— BEGIN Records —

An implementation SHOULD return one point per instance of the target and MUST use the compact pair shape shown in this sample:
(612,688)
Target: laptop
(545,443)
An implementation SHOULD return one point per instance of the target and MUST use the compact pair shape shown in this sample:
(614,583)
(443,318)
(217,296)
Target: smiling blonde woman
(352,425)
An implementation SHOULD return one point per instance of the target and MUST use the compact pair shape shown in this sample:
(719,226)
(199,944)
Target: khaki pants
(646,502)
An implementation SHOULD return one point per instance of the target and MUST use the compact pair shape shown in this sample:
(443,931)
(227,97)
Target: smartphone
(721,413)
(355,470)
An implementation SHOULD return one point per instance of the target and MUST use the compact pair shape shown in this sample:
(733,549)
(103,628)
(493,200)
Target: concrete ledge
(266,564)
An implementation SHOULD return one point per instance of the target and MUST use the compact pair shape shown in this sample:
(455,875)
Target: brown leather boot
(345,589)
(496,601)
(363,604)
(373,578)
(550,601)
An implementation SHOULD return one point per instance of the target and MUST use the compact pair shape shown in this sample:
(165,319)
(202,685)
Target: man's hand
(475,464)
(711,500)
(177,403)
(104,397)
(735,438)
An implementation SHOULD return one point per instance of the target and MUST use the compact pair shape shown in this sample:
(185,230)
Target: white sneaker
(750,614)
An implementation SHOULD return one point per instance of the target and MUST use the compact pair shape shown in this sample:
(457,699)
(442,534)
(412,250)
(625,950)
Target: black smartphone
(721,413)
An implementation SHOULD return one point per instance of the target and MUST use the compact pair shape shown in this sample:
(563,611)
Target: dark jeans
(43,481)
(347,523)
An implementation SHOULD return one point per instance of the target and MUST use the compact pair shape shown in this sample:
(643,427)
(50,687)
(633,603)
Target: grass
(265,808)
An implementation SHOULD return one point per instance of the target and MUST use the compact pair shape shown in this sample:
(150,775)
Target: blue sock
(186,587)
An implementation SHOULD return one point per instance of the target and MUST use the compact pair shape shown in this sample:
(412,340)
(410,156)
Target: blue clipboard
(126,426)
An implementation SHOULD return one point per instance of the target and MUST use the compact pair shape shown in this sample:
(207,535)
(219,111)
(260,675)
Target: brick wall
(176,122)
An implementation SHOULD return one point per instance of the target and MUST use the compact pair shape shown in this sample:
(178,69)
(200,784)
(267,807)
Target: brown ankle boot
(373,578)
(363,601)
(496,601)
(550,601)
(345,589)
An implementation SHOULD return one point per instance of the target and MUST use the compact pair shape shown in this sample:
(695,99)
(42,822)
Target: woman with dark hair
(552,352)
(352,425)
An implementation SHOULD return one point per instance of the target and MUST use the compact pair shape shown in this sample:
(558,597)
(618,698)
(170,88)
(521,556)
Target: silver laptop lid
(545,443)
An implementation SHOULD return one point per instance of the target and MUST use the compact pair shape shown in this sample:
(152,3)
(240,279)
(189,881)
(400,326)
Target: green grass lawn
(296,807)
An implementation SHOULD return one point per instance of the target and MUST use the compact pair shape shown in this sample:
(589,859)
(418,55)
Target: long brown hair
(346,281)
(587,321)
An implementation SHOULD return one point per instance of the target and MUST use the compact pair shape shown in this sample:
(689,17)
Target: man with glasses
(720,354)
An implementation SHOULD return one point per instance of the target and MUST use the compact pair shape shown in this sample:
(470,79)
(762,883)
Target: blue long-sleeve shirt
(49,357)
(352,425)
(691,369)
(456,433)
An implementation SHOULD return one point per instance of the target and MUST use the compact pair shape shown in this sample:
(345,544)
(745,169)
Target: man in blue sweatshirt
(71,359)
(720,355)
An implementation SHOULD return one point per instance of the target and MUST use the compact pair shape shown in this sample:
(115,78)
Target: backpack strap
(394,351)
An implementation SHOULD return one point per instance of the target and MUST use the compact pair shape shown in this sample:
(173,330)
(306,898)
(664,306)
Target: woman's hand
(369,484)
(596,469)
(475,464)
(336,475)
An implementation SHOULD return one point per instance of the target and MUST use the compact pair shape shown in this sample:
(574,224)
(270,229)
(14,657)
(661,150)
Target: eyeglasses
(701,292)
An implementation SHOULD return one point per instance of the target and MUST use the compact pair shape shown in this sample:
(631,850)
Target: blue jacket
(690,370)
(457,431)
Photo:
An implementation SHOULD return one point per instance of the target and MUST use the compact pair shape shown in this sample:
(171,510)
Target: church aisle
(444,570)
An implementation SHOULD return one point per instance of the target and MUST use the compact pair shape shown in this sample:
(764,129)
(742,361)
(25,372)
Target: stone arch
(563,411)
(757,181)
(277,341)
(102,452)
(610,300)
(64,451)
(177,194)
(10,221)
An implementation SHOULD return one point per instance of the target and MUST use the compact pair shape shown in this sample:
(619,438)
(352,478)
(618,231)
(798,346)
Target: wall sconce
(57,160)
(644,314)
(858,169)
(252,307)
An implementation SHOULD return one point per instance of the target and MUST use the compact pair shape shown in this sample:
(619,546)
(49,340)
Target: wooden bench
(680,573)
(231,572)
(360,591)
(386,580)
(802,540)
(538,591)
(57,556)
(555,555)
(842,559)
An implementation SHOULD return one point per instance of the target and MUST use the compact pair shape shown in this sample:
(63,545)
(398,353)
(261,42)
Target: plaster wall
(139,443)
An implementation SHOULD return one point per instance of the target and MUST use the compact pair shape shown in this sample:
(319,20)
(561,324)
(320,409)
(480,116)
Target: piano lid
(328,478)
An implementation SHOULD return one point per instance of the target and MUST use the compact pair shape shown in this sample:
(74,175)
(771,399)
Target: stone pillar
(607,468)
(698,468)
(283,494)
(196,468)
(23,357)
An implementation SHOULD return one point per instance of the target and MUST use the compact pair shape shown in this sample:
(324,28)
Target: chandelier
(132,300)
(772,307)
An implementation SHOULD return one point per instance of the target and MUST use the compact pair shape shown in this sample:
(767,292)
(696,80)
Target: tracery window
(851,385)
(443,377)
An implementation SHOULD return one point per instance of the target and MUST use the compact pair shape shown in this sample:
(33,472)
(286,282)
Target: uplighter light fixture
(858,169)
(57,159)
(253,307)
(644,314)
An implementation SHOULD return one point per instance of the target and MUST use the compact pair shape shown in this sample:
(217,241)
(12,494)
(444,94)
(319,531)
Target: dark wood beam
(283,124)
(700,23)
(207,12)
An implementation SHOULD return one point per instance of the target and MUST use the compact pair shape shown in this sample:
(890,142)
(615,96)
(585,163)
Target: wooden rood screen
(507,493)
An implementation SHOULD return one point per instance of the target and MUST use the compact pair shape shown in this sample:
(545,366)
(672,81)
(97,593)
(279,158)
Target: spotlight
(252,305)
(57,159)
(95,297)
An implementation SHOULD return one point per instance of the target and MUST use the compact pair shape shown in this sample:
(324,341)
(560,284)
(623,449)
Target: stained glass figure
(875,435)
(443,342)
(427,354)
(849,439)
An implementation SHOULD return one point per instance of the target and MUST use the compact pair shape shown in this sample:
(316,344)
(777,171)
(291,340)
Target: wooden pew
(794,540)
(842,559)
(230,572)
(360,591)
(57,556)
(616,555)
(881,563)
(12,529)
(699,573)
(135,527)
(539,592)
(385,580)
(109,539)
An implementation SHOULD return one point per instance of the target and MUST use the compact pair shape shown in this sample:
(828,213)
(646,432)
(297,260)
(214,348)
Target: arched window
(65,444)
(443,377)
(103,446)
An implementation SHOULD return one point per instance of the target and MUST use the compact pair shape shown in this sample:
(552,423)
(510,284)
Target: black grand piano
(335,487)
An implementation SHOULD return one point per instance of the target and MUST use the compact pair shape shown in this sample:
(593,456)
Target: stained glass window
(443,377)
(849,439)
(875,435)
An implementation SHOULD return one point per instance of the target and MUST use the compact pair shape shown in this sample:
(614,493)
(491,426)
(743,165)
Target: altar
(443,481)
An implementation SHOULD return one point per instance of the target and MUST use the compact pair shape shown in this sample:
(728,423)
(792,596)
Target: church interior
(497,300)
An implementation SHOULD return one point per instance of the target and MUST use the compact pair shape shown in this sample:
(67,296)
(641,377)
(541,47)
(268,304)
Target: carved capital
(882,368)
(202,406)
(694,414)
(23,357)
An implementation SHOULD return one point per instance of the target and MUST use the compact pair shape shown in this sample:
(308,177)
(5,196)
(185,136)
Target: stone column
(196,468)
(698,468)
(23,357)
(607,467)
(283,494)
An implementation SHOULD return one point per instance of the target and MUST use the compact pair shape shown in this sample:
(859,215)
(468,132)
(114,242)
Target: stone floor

— END Records —

* _What this task involves_
Find each line in the rows above that contains the word "brown" and copy those lines out. Treat uppercase and lowercase as different.

* _Task response_
Target: brown leather boot
Target: brown ankle boot
Target: long brown hair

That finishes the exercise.